Guy Loneragan, BVSc, PhD, West Texas A&M University, had two recent trips, to South American and to Australia.
A recent trip to Buenos Aires and Santa Rosa (La Pampa), Argentina in late April/Early May was to develop and explore some specific research opportunities,” Loneragan says. “On the whole, this trip was far more successful than I could have hoped for.”
Loneragan notes that a couple of years ago while touring West Texas at 75mph, an Argentine veterinarian said to him, “I don’t understand. In the U.S., you have such wonderful roads but drive so slowly.” “Now I understand his comment,” Loneragan says. “On the 600-km drive from Buenos Aires to Santa Rosa, the speed limit of 130 km/hr (80mph) is not enforced and vehicles either drive >100 mph (brand new cars) or <40 mph (1960s and 1970s-era grain and cattle trucks)!”
To highlight the importance of cattle to the Argentine way of life, within most provinces as well as federally, there is an Undersecretary of Cattle Production.
FMD Conference in Australia
In March, Loneragan recently spent time in Melbourne Australia at the Foot and Mouth Disease (FMD) International Symposium and Workshop.
Loneragan says it was a good meeting where updates in terms of FMD epidemiology, detection, vaccination, and control were presented. “Several improvements have been made in all areas but there still appears to be a few fundamental pieces missing,” he says. “Most models infer that the time from introduction to detection is key and delays can cost >$100M/hr in some models.” However, most research is targeting better and quicker sample testing instead of focusing on how to find the initial infected herd faster. “This certainly isn’t as sexy science as say a new assay platform, but it is clearly needed. Potentially this could be facilitated by syndromic surveillance.”
One positive aspect is the shift in philosophy toward vaccine use. More and more workshops or exercises are coming to the conclusion that simply relying on “stamping out” is impractical and personnel are overwhelmed very quickly. The role of strategic vaccination and targeted surveillance in the face of an outbreak is now more important than ever. Also, the value of vaccination to live is increasing as it is clear that regardless of how quickly an outbreak can be controlled, regaining export markets takes a lot longer than anticipated – the minimum (3 months) is rarely the case.
The role of wildlife is still a black box, Loneragan says. “One presenter commented that there is one feral pig for every Australian.”

• **SOURCE MATERIAL**:
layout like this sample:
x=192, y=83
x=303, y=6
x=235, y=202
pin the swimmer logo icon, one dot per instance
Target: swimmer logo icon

• **PROBLEM**: Copy everything from "Loneragan notes that" down to "of Cattle Production." in the article on Guy Loneragan's trips, substituting "rancher" for "veterinarian".

• **SOLUTION**:
Loneragan notes that a couple of years ago while touring West Texas at 75mph, an Argentine rancher said to him, “I don’t understand. In the U.S., you have such wonderful roads but drive so slowly.” “Now I understand his comment,” Loneragan says. “On the 600-km drive from Buenos Aires to Santa Rosa, the speed limit of 130 km/hr (80mph) is not enforced and vehicles either drive >100 mph (brand new cars) or <40 mph (1960s and 1970s-era grain and cattle trucks)!”
To highlight the importance of cattle to the Argentine way of life, within most provinces as well as federally, there is an Undersecretary of Cattle Production.